* _Passage provided_:
Long-wavelength long-lifetime luminophores

Abstract

We describe a new approach to making luminophores that display long emission wavelengths, long decay times, and high quantum yields. These luminophores are covalently linked pairs with a long-lifetime resonance-energy-transfer donor and a long-wavelength acceptor. The donor was a ruthenium (Ru) metal-ligand complex. The acceptor was the Texas Red. The donor and acceptor were covalently linked by polyproline spacers. The long-lifetime donor results in a long-lived component in the acceptor decay, which is due to RET. Importantly, the quantum yield of the luminophores approaches that of the higher quantum yield acceptor, rather than the lower quantum yield typical of metal-ligand complexes. The emission maxima and decay time of such tandem luminophores can be readily adjusted by selection of the donor, acceptor, and distance between them. Luminophores with these useful spectral properties can also be donor-acceptor pairs brought into close proximity by some biochemical association reaction. Luminophores with long-wavelength emission and long lifetimes can have numerous applications in biophysics, clinical diagnostics, DNA analysis, and drug discovery.

Figure 1.

* _Exercise details_:
List every field that the luminophores abstract names as an application area for long-wavelength, long-lifetime luminophores. None of the data is needed here.

* _Given information_:
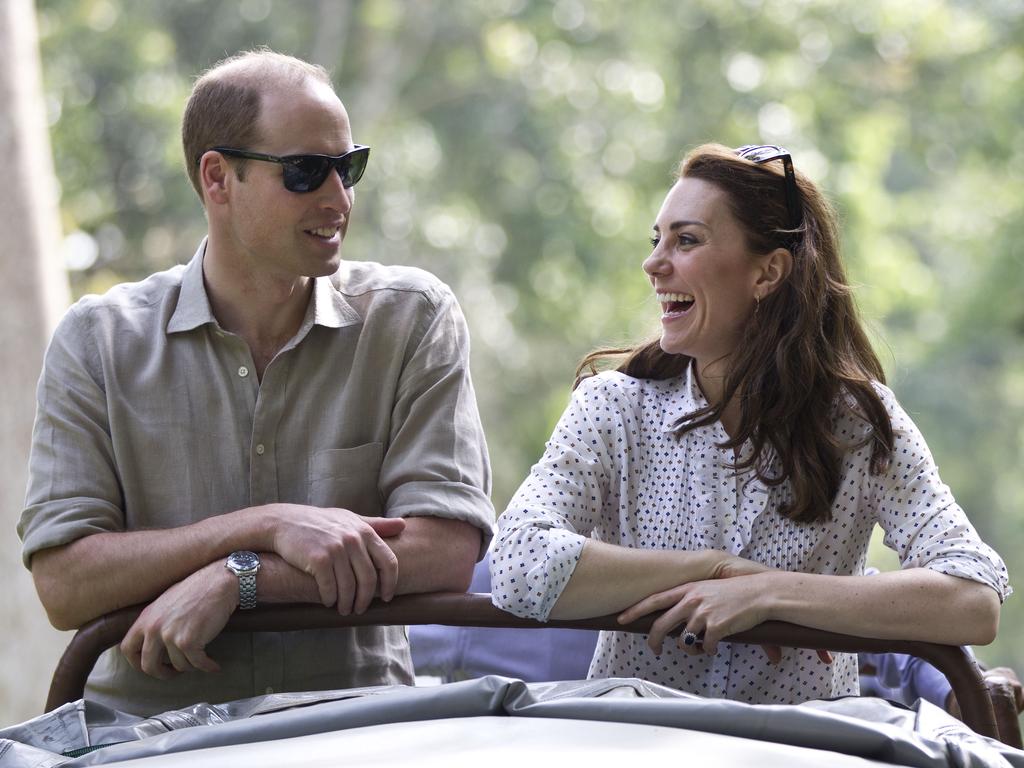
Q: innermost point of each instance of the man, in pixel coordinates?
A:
(265, 424)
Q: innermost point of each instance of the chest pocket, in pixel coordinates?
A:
(348, 478)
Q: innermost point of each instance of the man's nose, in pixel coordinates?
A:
(334, 195)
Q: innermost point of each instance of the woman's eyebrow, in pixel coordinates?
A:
(682, 222)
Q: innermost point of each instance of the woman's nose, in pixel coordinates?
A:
(655, 263)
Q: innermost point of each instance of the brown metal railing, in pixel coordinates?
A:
(459, 609)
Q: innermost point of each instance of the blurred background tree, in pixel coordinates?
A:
(521, 148)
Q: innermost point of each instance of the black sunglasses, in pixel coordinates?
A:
(306, 172)
(761, 154)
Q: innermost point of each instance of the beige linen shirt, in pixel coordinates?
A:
(151, 416)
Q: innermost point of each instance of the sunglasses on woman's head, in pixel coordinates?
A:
(761, 154)
(304, 173)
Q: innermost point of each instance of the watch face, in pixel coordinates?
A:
(243, 561)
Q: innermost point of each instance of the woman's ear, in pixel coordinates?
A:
(775, 267)
(213, 174)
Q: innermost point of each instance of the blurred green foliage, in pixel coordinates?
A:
(521, 151)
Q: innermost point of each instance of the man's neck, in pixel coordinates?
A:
(265, 309)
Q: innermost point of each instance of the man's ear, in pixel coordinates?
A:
(775, 267)
(213, 176)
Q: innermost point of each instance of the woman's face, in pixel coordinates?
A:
(705, 275)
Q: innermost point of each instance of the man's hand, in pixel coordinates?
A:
(996, 675)
(344, 552)
(171, 634)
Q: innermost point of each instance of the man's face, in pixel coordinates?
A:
(284, 232)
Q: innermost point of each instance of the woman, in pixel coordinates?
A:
(732, 471)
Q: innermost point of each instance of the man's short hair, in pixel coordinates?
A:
(224, 107)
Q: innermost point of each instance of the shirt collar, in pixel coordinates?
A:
(328, 306)
(685, 397)
(193, 308)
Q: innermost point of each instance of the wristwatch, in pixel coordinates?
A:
(245, 564)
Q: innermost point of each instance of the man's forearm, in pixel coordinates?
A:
(435, 554)
(104, 571)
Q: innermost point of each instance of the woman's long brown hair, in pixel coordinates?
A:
(806, 355)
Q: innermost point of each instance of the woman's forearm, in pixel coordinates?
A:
(608, 579)
(911, 604)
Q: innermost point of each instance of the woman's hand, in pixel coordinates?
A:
(711, 610)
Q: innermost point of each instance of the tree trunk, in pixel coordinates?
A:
(33, 294)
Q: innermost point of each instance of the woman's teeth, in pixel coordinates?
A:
(666, 298)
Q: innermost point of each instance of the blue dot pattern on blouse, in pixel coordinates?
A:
(614, 470)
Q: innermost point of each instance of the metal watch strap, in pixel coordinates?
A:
(247, 591)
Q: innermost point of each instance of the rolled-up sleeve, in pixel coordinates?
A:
(543, 530)
(922, 521)
(436, 463)
(73, 483)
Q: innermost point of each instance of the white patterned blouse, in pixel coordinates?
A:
(616, 471)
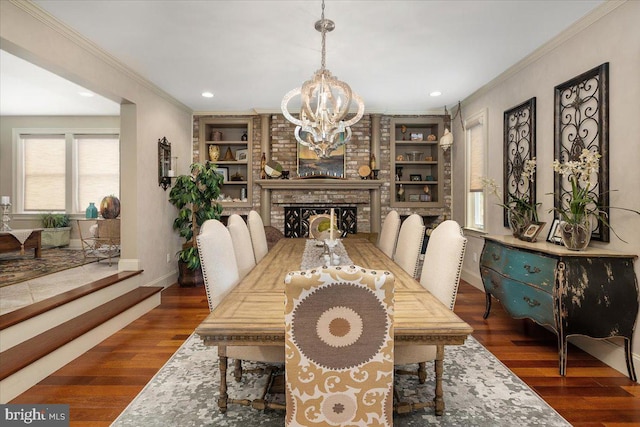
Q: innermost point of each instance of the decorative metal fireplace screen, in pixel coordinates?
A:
(296, 219)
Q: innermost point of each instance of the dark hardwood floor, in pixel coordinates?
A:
(100, 384)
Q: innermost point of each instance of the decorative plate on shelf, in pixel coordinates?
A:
(319, 226)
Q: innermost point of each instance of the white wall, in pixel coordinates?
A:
(613, 38)
(147, 114)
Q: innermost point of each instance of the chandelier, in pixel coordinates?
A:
(325, 103)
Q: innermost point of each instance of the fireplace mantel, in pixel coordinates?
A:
(269, 185)
(319, 184)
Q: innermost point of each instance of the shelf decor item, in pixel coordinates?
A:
(325, 104)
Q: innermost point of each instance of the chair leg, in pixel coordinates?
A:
(422, 372)
(237, 373)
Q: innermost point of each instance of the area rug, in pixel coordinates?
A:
(478, 391)
(15, 268)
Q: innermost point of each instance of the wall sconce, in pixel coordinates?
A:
(447, 140)
(164, 163)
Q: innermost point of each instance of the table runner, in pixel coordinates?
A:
(313, 251)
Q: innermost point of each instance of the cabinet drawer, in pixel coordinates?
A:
(519, 299)
(535, 269)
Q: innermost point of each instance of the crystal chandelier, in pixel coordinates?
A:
(325, 103)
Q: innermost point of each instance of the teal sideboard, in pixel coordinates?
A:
(592, 293)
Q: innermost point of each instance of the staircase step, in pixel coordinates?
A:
(37, 308)
(20, 356)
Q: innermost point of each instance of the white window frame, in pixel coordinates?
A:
(71, 168)
(471, 208)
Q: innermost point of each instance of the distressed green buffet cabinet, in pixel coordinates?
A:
(592, 293)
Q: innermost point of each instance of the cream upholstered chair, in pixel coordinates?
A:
(258, 236)
(409, 244)
(440, 276)
(339, 331)
(220, 272)
(242, 245)
(389, 233)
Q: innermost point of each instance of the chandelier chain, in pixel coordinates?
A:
(323, 24)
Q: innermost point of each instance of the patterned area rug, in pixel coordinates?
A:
(15, 268)
(478, 391)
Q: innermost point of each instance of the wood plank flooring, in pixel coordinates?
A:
(101, 383)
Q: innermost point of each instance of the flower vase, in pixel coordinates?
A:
(92, 211)
(576, 236)
(518, 222)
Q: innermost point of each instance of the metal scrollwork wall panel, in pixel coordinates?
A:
(582, 121)
(519, 146)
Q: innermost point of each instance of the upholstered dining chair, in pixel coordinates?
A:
(258, 236)
(441, 276)
(242, 245)
(339, 332)
(220, 272)
(409, 244)
(389, 233)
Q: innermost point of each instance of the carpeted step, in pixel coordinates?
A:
(37, 308)
(23, 354)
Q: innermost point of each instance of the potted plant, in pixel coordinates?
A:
(196, 197)
(57, 229)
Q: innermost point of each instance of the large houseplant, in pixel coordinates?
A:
(195, 196)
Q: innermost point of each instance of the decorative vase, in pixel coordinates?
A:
(518, 222)
(92, 211)
(110, 207)
(214, 153)
(576, 236)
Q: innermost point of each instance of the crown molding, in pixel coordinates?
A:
(586, 21)
(87, 45)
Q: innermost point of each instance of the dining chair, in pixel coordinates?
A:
(409, 244)
(258, 236)
(389, 233)
(440, 276)
(221, 275)
(339, 332)
(242, 245)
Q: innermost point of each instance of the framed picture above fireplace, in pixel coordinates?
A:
(310, 166)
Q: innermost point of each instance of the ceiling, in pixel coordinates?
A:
(250, 53)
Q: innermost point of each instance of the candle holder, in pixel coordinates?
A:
(5, 217)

* _Output for this exercise_:
- Biophysics
- Clinical diagnostics
- DNA analysis
- Drug discovery